Which lines of the material below contain the string "rocky" with matching case? Pick out and copy every one of them.

---

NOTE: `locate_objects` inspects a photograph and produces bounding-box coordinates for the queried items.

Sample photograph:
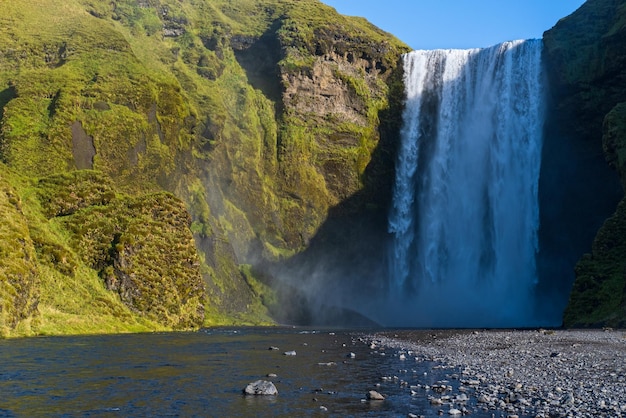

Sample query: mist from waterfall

[388,40,544,327]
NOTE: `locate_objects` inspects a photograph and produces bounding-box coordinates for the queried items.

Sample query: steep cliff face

[544,0,626,326]
[0,0,407,334]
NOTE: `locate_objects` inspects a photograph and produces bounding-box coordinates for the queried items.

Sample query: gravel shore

[366,330,626,417]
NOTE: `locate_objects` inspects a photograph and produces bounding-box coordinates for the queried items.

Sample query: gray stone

[367,390,385,401]
[243,380,278,396]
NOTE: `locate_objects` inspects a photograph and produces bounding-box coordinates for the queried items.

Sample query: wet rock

[367,390,385,401]
[243,380,278,396]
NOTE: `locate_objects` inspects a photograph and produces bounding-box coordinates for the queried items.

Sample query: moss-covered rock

[0,0,408,333]
[0,164,39,336]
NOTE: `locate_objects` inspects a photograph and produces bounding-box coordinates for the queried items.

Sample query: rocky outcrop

[0,165,39,336]
[0,0,408,333]
[39,171,206,329]
[544,0,626,326]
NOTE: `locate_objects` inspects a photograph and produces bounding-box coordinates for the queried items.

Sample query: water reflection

[0,328,520,417]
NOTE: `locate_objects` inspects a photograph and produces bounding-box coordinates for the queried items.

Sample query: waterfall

[388,40,544,327]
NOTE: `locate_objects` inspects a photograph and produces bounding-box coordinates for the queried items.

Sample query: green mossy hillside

[0,0,408,333]
[0,171,40,336]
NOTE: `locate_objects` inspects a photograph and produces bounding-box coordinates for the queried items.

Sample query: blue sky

[321,0,584,49]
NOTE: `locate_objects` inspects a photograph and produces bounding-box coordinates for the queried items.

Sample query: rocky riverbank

[365,330,626,417]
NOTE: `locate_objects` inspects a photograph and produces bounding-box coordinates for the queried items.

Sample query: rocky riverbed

[364,330,626,417]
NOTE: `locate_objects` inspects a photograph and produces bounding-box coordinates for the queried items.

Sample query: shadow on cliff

[268,65,404,327]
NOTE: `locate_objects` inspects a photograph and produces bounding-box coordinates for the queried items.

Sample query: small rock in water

[367,390,385,401]
[243,380,278,396]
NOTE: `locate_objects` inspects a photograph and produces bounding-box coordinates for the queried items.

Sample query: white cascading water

[384,40,544,327]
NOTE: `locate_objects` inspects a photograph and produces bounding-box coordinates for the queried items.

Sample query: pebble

[366,390,385,401]
[243,380,278,396]
[364,330,626,418]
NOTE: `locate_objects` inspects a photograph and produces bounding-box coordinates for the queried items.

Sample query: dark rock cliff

[542,0,626,327]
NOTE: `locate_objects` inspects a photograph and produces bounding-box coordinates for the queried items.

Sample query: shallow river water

[0,328,528,417]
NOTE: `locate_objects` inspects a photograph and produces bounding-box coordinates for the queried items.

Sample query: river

[0,328,528,417]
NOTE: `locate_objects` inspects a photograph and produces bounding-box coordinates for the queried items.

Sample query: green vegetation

[0,0,408,335]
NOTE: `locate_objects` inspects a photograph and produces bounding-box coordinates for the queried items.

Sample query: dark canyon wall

[540,0,626,327]
[0,0,626,335]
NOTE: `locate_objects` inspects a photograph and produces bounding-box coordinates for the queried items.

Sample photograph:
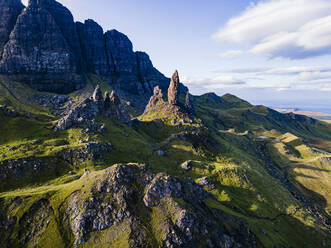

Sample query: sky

[23,0,331,114]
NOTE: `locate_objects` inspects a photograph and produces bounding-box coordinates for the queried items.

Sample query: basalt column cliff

[0,0,167,95]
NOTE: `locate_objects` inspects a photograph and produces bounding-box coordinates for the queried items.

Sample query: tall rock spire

[185,91,191,109]
[168,70,179,105]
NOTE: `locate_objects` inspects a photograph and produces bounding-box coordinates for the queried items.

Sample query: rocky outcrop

[145,86,164,111]
[105,30,138,77]
[63,165,257,248]
[0,0,84,92]
[168,70,179,105]
[41,0,85,71]
[55,85,131,131]
[1,1,77,74]
[136,52,165,93]
[185,91,192,110]
[76,19,110,75]
[0,0,24,59]
[105,91,131,124]
[0,0,166,96]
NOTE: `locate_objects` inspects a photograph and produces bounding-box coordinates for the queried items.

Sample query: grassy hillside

[0,76,331,247]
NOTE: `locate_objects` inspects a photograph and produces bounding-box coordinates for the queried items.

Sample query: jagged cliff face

[0,0,24,58]
[76,20,110,75]
[0,0,166,95]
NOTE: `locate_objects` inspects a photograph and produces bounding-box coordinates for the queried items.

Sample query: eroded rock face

[76,19,110,75]
[19,199,54,246]
[38,0,85,71]
[0,0,24,59]
[0,1,77,74]
[168,71,179,105]
[105,30,138,76]
[145,86,164,111]
[64,165,256,248]
[0,0,166,96]
[185,91,192,110]
[105,91,131,124]
[55,85,131,131]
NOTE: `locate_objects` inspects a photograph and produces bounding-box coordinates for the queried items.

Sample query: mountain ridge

[0,0,166,95]
[0,0,331,248]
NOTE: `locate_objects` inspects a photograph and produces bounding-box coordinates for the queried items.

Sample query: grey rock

[0,0,84,92]
[145,86,164,111]
[156,150,165,157]
[0,0,24,59]
[180,160,192,171]
[197,177,216,190]
[105,30,138,76]
[185,91,192,110]
[168,70,179,105]
[76,19,110,75]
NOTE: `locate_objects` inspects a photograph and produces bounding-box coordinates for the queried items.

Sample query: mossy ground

[0,79,331,247]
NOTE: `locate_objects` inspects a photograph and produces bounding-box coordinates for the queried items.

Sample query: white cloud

[218,50,244,59]
[213,0,331,59]
[182,75,246,89]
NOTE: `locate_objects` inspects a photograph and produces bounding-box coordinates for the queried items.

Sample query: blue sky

[22,0,331,113]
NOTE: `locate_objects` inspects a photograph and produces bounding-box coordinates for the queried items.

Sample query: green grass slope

[0,75,331,247]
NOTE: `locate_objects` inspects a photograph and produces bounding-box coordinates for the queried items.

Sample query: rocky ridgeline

[55,85,131,131]
[0,0,165,94]
[64,165,255,248]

---

◆ **Answer for this exercise**
Sample query: rocky outcrop
Sample query: rocky riverbank
Sample query: rocky riverbed
Sample query: rocky outcrop
Sample query: rocky ridgeline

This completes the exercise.